- **Your instructions**
Only the lines from the line containing "Question. The photo above holds the white ceiling." to the end of the records, both included, belong in the answer, copied exactly.

- **Data for review**
_ _ _ _
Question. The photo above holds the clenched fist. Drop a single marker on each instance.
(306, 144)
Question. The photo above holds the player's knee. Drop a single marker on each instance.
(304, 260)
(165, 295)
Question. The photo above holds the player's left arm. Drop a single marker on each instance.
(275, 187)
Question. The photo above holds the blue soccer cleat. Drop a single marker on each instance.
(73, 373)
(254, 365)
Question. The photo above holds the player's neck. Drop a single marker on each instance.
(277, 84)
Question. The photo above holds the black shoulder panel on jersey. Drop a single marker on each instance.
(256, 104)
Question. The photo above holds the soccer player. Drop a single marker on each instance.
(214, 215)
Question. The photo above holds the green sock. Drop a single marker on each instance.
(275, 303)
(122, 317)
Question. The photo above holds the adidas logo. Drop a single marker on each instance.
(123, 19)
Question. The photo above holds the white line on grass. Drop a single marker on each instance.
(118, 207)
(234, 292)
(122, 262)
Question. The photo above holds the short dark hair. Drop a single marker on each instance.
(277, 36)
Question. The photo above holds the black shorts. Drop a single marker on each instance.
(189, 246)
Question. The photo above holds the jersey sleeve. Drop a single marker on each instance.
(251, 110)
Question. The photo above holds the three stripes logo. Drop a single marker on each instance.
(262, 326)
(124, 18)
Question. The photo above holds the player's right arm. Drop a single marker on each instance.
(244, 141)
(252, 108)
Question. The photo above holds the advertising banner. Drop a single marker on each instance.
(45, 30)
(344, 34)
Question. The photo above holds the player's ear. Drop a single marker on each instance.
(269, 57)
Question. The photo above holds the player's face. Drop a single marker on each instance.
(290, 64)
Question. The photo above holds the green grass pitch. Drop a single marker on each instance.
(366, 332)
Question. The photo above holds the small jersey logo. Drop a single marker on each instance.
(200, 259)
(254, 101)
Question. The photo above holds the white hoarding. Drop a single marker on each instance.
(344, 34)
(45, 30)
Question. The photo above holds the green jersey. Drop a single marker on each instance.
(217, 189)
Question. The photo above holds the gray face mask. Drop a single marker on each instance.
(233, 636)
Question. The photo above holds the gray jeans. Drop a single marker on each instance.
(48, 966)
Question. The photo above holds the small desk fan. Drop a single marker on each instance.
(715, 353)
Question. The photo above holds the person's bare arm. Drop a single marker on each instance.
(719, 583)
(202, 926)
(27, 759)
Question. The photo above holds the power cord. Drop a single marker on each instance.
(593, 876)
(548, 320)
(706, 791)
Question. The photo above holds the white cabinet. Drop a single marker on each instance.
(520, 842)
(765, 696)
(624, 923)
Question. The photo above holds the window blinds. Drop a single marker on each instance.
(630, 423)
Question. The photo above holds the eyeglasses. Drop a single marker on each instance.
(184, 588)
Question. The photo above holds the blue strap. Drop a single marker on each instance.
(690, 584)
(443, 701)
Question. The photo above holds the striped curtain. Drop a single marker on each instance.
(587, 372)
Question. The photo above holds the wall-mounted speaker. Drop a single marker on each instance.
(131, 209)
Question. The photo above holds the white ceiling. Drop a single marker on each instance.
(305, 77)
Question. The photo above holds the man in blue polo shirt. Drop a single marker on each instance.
_ _ _ _
- **Task answer**
Question. The photo above holds the white ceiling. Drop a single marker on each instance.
(305, 77)
Question. The photo above holds the man in blue polo shirt. Drop a single marker on each instance.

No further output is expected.